▸ **WORK TO DO**: Collect every line of the data below that contains the string "brown".

::::

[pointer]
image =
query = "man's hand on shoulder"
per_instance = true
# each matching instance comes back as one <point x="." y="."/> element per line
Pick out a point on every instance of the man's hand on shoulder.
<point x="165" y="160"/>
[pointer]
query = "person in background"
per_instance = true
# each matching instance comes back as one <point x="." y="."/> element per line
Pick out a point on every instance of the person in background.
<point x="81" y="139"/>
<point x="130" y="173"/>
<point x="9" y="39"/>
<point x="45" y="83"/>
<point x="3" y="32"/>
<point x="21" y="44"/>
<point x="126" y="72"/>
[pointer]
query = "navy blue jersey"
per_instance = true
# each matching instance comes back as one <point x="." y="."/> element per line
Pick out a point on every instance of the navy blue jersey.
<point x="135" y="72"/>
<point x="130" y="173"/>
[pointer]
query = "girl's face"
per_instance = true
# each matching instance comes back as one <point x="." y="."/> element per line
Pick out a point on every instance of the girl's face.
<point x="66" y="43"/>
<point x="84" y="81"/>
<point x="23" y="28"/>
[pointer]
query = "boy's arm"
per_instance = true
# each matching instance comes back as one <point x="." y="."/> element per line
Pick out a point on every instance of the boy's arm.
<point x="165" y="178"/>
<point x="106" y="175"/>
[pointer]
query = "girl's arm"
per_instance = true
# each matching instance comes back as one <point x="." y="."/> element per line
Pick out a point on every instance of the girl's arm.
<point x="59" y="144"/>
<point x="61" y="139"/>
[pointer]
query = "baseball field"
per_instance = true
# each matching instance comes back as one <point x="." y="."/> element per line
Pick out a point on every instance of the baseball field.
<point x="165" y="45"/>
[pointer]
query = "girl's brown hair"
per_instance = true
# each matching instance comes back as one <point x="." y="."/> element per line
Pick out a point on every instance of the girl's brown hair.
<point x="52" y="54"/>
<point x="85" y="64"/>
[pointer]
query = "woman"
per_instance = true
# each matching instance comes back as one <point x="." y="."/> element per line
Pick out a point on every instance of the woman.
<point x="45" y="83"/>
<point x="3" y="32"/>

::::

▸ **CORRECT OUTPUT**:
query = "girl's brown hair"
Pick out a point on every instance of the girl's brown hair.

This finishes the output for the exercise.